◆ **DOCUMENT TEXT**

***

5 June 2026

Swipe Left on Love: How Phones and the Death of Nightclubs Killed Dating

I honestly am coming to the conclusion that there are two realities.  There is the reality we walk around in and see with our own eyes; and there is the reality that we seen and read about online.  Often the two seems to be at odds with one another.

Dating for example.  There are a lot of problems with dating these days.  This is going to be a two part post and I will link that post when uploaded.  

For this post, instead of talking about the usual issues (dating apps etc), I want to bring up another reason why dating is so much harder now.  You simply cannot meet people like you used to.  

I come from a regular size town.  Growing up and through my 20s and 30s the nightlife scene was amazing.  The local pubs for example.  There were three options within walking distance of my home, always guaranteed to have people in them and not just a couple of retired old men having a pint.

***

◆ **DATA**
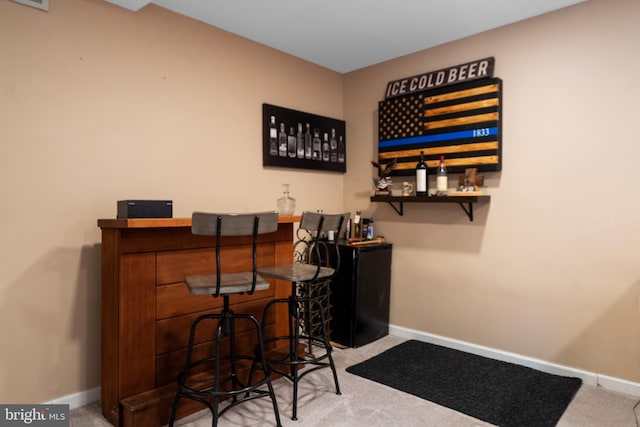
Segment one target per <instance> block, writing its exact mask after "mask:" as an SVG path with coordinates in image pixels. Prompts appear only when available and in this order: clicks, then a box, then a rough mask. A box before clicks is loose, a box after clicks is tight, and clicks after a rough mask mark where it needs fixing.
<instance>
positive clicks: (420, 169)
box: [416, 151, 427, 196]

***

◆ **EXERCISES TO COMPLETE**
1. Duplicate the blog post about dating, starting at "For this post, instead" and ending at "having a pint.".
2. In the blog post about dating, how many pubs were within walking distance of the writer's home?
3. Take the blog post about dating further, continuing from its last sentence.

◆ **ANSWER SECTION**
1.
For this post, instead of talking about the usual issues (dating apps etc), I want to bring up another reason why dating is so much harder now.  You simply cannot meet people like you used to.  

I come from a regular size town.  Growing up and through my 20s and 30s the nightlife scene was amazing.  The local pubs for example.  There were three options within walking distance of my home, always guaranteed to have people in them and not just a couple of retired old men having a pint.

2. Three.

3.
I spent many a Saturday afternoon in one of the local pubs playing pool (badly) and having a flirt.  Or on a Sunday, otherwise known as "hungover, need McDonalds then pool at the pub" in town.  There were always people there to have a laugh and a flirt with.  These were regular haunts that people went to and relationships were formed as a result.

I may sound 104 when I say this, but having no mobile phone also made a difference in that.  No social media to check, no selfies.  No checking text messages, Whatapp, emails.  You were present.  Fully present, not looking at your phone every five minutes.  Even now (and unfortunately I am guilty of doing this myself) I am turned off when I am having a conversation with someone and they keep checking their phone.

Then you had the bar and nightclub scene.  You could go out on Thursday, Friday, Saturday and Sunday if you wanted.  You did not have to drink, although most did to be fair.  I still remember the route that we used to take.

You got off the bus at 8.00pm and hit the bars (fake names used for anonymity).  Firstly, The Side Bar.  From there, Yates, The Duck & Cover, The McMillan.  Then Pink Paradise, BBs.  By 11 - 11.30 ish you were heading to one of the five nightclubs available.  Remember, this was just a regular small town.  Five nightclubs to choose from, with a line that could take 30 minutes to get to the front of unless you knew a bouncer.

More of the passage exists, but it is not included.